_SOURCE EXTRACT_:
※ ※ ※

Sorry to hear about your struggles. That is why we need intelligent conversations about healthcare.  You should be able to receive reasonable care that is appropriate to your circumstances and conditions.  Your situation is an example of inherent dangers of institutionalized care.   A bureaucracy is determining nurse hours a budget.  The system may not be considering, or us considering, home care cost vs a group facility.   But not everyone has parents or a private home option.  Maybe better group homes is what is needed.   If they had better group homes, would it be mandatory for you? Would you have the option to choose one or the other?  Or would an institution be mandatory for any care?

Those are the hard questions. In the U K, going outside the NHS is very difficult.   My aunt lives in an underserved area and saw a private Dr because she was in too much pain.  She was diagnosed with gall stones.   Despite that, to date, it's been five months going through the NHS system because they will not recognize or pay for any treatment , tests, or diagnosis done outside of the NHS.   PERIOD.

※ ※ ※

_Stored entries_:

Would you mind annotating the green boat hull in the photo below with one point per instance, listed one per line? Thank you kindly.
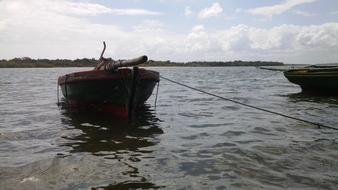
(318, 80)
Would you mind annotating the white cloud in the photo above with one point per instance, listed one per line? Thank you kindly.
(71, 8)
(188, 12)
(303, 13)
(269, 11)
(212, 11)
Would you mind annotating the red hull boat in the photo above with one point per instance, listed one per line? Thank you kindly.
(109, 87)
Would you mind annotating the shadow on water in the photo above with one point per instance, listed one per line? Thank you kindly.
(113, 138)
(104, 133)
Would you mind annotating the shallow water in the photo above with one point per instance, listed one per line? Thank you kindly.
(191, 140)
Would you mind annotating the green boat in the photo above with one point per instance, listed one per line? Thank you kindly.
(316, 78)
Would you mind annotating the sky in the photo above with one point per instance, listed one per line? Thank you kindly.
(290, 31)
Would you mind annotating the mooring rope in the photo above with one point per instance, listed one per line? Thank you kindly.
(251, 106)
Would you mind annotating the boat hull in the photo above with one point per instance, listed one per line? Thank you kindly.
(115, 92)
(324, 81)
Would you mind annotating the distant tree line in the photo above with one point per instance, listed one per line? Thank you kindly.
(28, 62)
(85, 62)
(213, 63)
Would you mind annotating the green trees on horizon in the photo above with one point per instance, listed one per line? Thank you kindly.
(26, 62)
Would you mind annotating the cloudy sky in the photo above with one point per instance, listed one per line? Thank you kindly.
(292, 31)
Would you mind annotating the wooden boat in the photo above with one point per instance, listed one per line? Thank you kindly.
(317, 79)
(110, 87)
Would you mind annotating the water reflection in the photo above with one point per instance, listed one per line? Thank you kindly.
(310, 97)
(104, 134)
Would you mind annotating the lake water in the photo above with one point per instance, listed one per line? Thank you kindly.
(191, 140)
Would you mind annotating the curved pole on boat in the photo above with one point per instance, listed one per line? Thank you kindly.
(104, 49)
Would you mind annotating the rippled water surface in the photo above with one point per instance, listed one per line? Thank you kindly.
(191, 140)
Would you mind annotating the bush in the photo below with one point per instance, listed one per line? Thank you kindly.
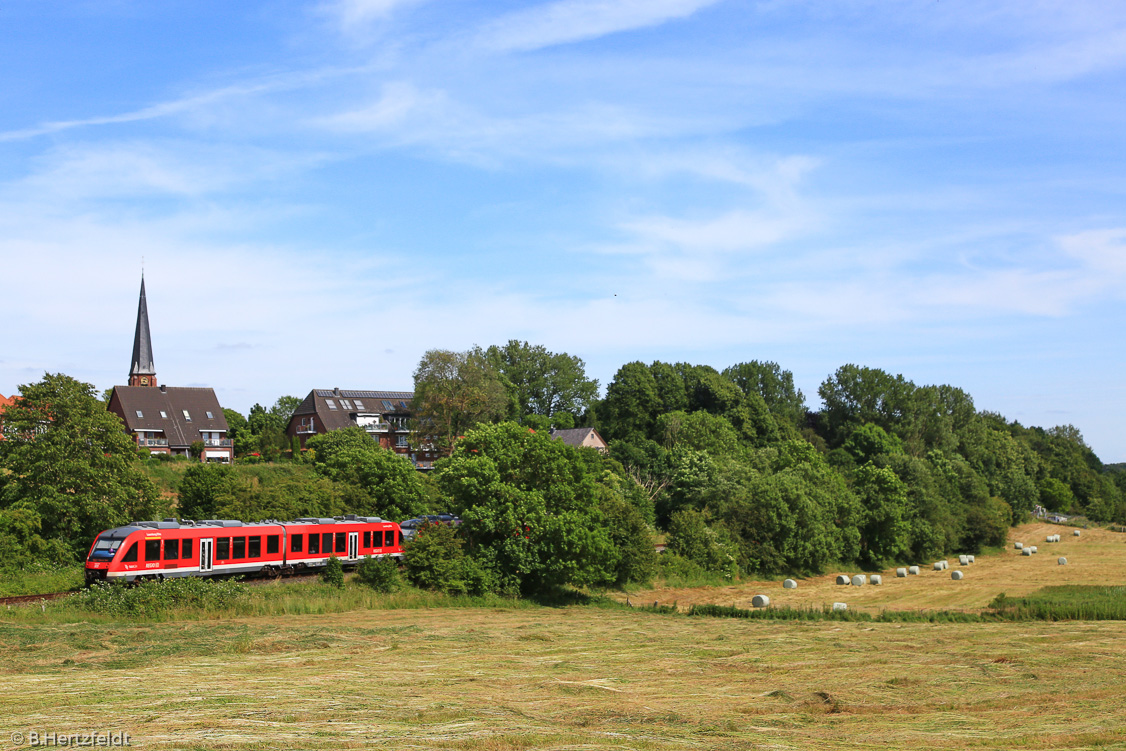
(381, 574)
(333, 572)
(153, 598)
(435, 560)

※ ※ ※

_INSTRUCTIONS_:
- a) In the healthcare comment, what was the aunt diagnosed with after seeing a private doctor?
- b) Carry on the healthcare comment from the point where it stops.
You won't need the stored entries for any of this.

_SET OF ANSWERS_:
- a) Gall stones.

- b)
We complain about our system, but they have issues too.  

Fixing the health care crisis should not be an us vs them fight.   Obamacare was jammed through and has been politically resented.  Obamacare has serious flaws.   Going to a Single Payer system solves nothing because it doesn't fix the systems problems, just throws  "other people's money" at it.   

We aren't Bangladesh where anything is an improvement.  We aren't so bad off that copying another's flawed system is necessarily an improvement.  Nor is the US system so great that some aspects should be changed.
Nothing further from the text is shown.